* start Text section *

The distillation losses $ℒ_{LMD}$ and $ℒ_{EMD}$ assume that we have access to the true, smooth drift field $𝑏_{𝑡}$ . A natural question arises: what if $𝑏_{𝑡}$ is unknown and we only have access to samples from the stochastic interpolant, including the noisy velocity ${\dot{𝐼}}_{𝑡}$ ?

A naive approach might be to simply replace the true drift $𝑏_{𝑠}$ with its single-sample, noisy estimate ${\dot{𝐼}}_{𝑠}$ in the loss function. For example, the Eulerian loss would become:

ℒ_{Naive} (\hat{𝑋}) = \int_{{[0, 1]}^{2}} 𝑤_{𝑠, 𝑡} 𝐸 [{| \partial_{𝑠} {\hat{𝑋}}_{𝑠, 𝑡} (𝐼_{𝑠}) + {\dot{𝐼}}_{𝑠} \cdot \nabla {\hat{𝑋}}_{𝑠, 𝑡} (𝐼_{𝑠}) |}^{2}] 𝑑 𝑠 𝑑 𝑡,

However, this naive objective is flawed and will not converge to the correct flow map $𝑋$ .

* end Text section *
* start Input data *

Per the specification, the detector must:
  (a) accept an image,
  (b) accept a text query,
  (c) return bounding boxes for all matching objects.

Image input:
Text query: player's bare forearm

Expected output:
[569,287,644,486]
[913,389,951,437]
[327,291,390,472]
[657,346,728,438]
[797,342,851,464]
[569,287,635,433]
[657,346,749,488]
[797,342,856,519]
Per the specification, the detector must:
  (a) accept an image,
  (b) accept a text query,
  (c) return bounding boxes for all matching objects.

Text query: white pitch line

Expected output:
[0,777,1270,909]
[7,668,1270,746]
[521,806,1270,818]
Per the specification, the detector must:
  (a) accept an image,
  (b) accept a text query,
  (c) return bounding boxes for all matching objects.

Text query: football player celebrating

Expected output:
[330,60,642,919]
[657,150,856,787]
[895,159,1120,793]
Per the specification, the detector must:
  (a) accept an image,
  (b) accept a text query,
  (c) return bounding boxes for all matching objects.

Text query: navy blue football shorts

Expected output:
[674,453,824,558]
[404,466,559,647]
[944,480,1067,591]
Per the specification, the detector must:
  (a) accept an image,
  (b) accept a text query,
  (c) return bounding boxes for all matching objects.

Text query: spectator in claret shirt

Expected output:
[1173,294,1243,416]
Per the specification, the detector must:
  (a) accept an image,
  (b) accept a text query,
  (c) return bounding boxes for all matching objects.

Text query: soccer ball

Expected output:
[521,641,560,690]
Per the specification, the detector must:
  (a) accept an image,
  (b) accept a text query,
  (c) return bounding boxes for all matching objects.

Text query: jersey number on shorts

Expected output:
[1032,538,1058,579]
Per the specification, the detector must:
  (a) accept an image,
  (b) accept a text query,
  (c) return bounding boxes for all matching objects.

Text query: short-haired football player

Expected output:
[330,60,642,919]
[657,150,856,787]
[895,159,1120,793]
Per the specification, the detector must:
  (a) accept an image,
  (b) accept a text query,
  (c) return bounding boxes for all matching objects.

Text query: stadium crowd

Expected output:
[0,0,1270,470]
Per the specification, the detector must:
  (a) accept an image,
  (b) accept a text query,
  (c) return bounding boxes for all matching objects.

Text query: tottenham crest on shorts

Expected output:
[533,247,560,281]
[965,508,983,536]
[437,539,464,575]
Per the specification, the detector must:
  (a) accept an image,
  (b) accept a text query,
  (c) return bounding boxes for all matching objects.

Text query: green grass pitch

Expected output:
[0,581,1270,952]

* end Input data *

Objectives -
(a) Translate this sentence from the distillation loss passage into Spanish: "However, this naive objective is flawed and will not converge to the correct flow map $𝑋$ ."
(b) In the records, switch "accept" to "take" from their first line through the line containing "[797,342,856,519]", leaving everything else unchanged. Return only that portion.
The records are unrelated to the distillation loss passage.

Per-task answers -
(a) Sin embargo, este objetivo ingenuo es defectuoso y no convergerá al mapa de flujo correcto $𝑋$.

(b)
Per the specification, the detector must:
  (a) take an image,
  (b) take a text query,
  (c) return bounding boxes for all matching objects.

Image input:
Text query: player's bare forearm

Expected output:
[569,287,644,486]
[913,389,951,437]
[327,291,390,472]
[657,346,728,438]
[797,342,851,464]
[569,287,635,433]
[657,346,749,488]
[797,342,856,519]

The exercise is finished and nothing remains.